Lay out the records below, from the start through the line that contains "[1344,217,1456,506]", as a Markdown table with the columns Row and Line. Number each row and leave out blank lines.

━━━ Exercise data ━━━

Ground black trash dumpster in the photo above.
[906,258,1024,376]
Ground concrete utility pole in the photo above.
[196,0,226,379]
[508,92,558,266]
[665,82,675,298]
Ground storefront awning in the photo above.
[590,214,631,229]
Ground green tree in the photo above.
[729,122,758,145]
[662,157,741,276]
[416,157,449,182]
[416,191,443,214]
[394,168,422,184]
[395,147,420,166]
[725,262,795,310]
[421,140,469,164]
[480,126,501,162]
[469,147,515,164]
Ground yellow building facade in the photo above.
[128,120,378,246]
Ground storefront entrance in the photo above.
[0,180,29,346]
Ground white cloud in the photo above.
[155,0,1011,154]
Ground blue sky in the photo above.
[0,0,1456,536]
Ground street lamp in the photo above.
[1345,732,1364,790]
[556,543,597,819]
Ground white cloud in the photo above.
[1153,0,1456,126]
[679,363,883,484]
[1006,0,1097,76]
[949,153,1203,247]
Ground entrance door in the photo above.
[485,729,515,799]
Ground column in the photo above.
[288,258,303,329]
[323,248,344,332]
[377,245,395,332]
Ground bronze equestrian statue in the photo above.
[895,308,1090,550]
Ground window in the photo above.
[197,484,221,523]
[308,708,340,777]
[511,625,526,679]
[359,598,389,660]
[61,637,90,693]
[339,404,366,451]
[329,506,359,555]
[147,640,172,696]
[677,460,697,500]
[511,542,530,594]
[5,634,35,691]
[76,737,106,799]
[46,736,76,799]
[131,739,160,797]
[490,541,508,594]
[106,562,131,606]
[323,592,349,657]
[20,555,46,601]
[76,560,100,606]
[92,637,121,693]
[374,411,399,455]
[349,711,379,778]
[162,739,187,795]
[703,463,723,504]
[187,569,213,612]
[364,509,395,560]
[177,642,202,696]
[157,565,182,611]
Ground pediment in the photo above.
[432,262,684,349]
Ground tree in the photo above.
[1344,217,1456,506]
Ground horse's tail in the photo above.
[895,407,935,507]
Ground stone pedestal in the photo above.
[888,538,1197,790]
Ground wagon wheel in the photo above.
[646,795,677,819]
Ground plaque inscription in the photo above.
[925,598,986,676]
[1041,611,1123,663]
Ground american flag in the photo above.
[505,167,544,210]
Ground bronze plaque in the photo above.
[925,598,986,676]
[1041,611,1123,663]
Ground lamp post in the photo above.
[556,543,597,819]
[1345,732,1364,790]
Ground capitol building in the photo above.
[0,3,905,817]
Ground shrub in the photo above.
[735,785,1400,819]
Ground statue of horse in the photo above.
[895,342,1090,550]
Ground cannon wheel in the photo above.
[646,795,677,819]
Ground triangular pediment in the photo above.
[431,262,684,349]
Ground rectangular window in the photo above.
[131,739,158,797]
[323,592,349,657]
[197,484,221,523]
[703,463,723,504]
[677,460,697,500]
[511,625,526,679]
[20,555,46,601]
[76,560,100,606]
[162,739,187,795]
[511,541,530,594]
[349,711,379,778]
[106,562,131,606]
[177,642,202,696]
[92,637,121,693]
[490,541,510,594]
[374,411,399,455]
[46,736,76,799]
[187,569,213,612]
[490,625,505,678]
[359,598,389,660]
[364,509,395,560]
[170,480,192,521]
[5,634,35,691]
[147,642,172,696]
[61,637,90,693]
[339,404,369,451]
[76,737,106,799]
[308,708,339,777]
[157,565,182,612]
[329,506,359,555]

━━━

Task response
| Row | Line |
|---|---|
| 1 | Ground black trash dumpster in the photo above. |
| 2 | [906,258,1024,376] |
| 3 | Ground concrete utility pole in the photo above. |
| 4 | [196,0,226,379] |
| 5 | [508,92,558,266] |
| 6 | [665,82,675,298] |
| 7 | Ground storefront awning in the photo above. |
| 8 | [590,214,631,229] |
| 9 | Ground green tree in the photo above. |
| 10 | [729,122,758,145] |
| 11 | [662,157,741,276] |
| 12 | [416,157,449,182] |
| 13 | [416,191,443,214] |
| 14 | [394,168,422,184] |
| 15 | [395,147,420,166] |
| 16 | [725,262,795,310] |
| 17 | [421,140,469,164] |
| 18 | [480,126,501,162] |
| 19 | [469,147,515,164] |
| 20 | Ground yellow building facade in the photo above. |
| 21 | [128,120,378,246] |
| 22 | Ground storefront entrance in the photo above. |
| 23 | [0,180,29,346] |
| 24 | Ground white cloud in the photo above. |
| 25 | [155,0,1011,154] |
| 26 | Ground blue sky in the photo above. |
| 27 | [0,0,1456,536] |
| 28 | Ground street lamp in the photo above. |
| 29 | [1345,732,1364,790] |
| 30 | [556,543,597,819] |
| 31 | Ground white cloud in the photo above. |
| 32 | [1153,0,1456,126] |
| 33 | [679,363,883,484] |
| 34 | [1006,0,1097,76] |
| 35 | [949,153,1203,247] |
| 36 | Ground entrance door in the photo above. |
| 37 | [485,729,515,799] |
| 38 | Ground column in the photo above. |
| 39 | [288,258,303,329] |
| 40 | [323,248,344,332] |
| 41 | [377,245,395,332] |
| 42 | Ground bronze equestrian statue in the photo above. |
| 43 | [895,308,1090,550] |
| 44 | Ground window in the photo above. |
| 45 | [197,484,221,523] |
| 46 | [308,708,340,777] |
| 47 | [511,625,526,679] |
| 48 | [359,598,389,660] |
| 49 | [61,637,90,693] |
| 50 | [339,404,366,451] |
| 51 | [329,506,359,555] |
| 52 | [147,640,172,696] |
| 53 | [677,460,697,500] |
| 54 | [511,542,530,594] |
| 55 | [5,634,35,691] |
| 56 | [76,737,106,799] |
| 57 | [46,736,76,799] |
| 58 | [131,739,160,797] |
| 59 | [490,541,508,594] |
| 60 | [106,562,131,606] |
| 61 | [323,592,349,657] |
| 62 | [20,555,46,601] |
| 63 | [76,560,100,606] |
| 64 | [92,637,121,693] |
| 65 | [374,411,399,455] |
| 66 | [349,711,379,778] |
| 67 | [162,739,187,795] |
| 68 | [703,463,723,504] |
| 69 | [187,569,213,612] |
| 70 | [364,509,395,560] |
| 71 | [177,642,202,696] |
| 72 | [157,565,182,611] |
| 73 | Ground pediment in the photo above. |
| 74 | [432,262,684,349] |
| 75 | Ground tree in the photo above. |
| 76 | [1344,217,1456,506] |